* **TASK DESCRIPTION**
Could you turn every line of the records below into a Markdown table with the columns "Row" and "Line", skipping blank lines? Leave the pictures out of the table.

* **MATERIAL TO PROCESS**
--- --- ---
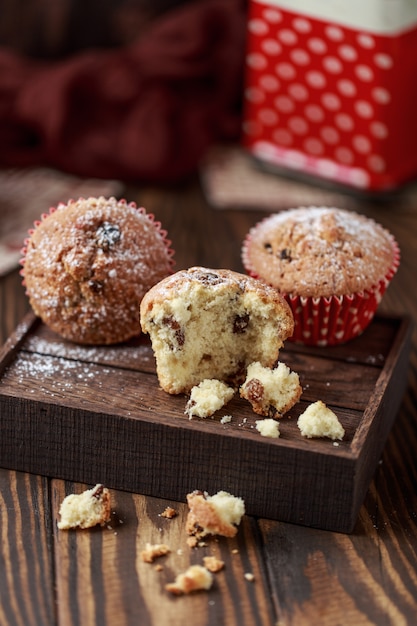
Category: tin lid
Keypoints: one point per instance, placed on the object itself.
(377, 16)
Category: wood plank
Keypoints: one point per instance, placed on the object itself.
(101, 578)
(108, 421)
(26, 563)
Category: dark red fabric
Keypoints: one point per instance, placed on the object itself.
(147, 111)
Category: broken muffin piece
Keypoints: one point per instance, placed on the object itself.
(195, 578)
(320, 421)
(85, 510)
(271, 392)
(207, 398)
(219, 514)
(207, 323)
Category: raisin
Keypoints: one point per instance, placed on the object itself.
(95, 286)
(176, 327)
(254, 391)
(240, 323)
(285, 254)
(272, 411)
(97, 492)
(107, 235)
(208, 278)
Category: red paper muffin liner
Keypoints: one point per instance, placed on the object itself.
(328, 321)
(150, 216)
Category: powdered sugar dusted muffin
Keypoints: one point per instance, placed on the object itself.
(88, 264)
(332, 266)
(210, 324)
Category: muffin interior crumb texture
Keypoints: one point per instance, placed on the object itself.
(320, 421)
(85, 510)
(208, 397)
(210, 324)
(219, 514)
(88, 264)
(271, 392)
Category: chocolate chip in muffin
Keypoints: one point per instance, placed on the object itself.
(107, 235)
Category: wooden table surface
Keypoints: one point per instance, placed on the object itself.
(302, 576)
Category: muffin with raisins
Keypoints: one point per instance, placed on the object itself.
(87, 265)
(211, 324)
(332, 266)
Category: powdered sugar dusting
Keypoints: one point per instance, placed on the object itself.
(320, 251)
(88, 264)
--- --- ---
* **FULL SOLUTION**
| Row | Line |
|---|---|
| 1 | Category: tin lid |
| 2 | Keypoints: one point per instance, placed on the object itself. |
| 3 | (377, 16) |
| 4 | Category: wood plank |
| 5 | Keypoints: one point per instance, placed on the object itself. |
| 6 | (101, 578) |
| 7 | (108, 421) |
| 8 | (26, 563) |
| 9 | Category: dark red fabric |
| 10 | Keypoints: one point per instance, placed on the object itself. |
| 11 | (147, 111) |
| 12 | Category: broken muffin piece |
| 13 | Keypoints: one point per instance, placed on the object itself. |
| 14 | (195, 578) |
| 15 | (320, 421) |
| 16 | (85, 510) |
| 17 | (271, 392) |
| 18 | (207, 398) |
| 19 | (219, 514) |
| 20 | (207, 323) |
| 21 | Category: raisin |
| 22 | Keypoints: one point per instance, placed on the object itself. |
| 23 | (95, 286) |
| 24 | (176, 327) |
| 25 | (254, 391) |
| 26 | (240, 323) |
| 27 | (285, 254) |
| 28 | (272, 411) |
| 29 | (97, 492) |
| 30 | (107, 235) |
| 31 | (208, 278) |
| 32 | Category: red paper muffin liner |
| 33 | Keypoints: one point per instance, placed on the object itself. |
| 34 | (328, 321) |
| 35 | (150, 216) |
| 36 | Category: powdered sugar dusted muffin |
| 37 | Keypoints: one point per instance, placed on the object itself. |
| 38 | (88, 264) |
| 39 | (332, 266) |
| 40 | (210, 324) |
| 41 | Category: muffin interior crumb texture |
| 42 | Keypoints: one point per instance, placed on the object itself. |
| 43 | (320, 421) |
| 44 | (85, 510) |
| 45 | (208, 397) |
| 46 | (210, 324) |
| 47 | (219, 514) |
| 48 | (88, 264) |
| 49 | (271, 392) |
| 50 | Category: chocolate chip in muffin |
| 51 | Keypoints: one point per instance, placed on the object itself. |
| 52 | (107, 235) |
| 53 | Category: wooden table surface |
| 54 | Keypoints: one point per instance, placed on the object itself. |
| 55 | (302, 576) |
| 56 | Category: muffin with raisins |
| 57 | Keypoints: one point per instance, placed on the object itself. |
| 58 | (87, 265) |
| 59 | (211, 324) |
| 60 | (332, 266) |
| 61 | Category: powdered sugar dusting |
| 62 | Keypoints: one point per instance, placed on the object itself. |
| 63 | (320, 251) |
| 64 | (88, 264) |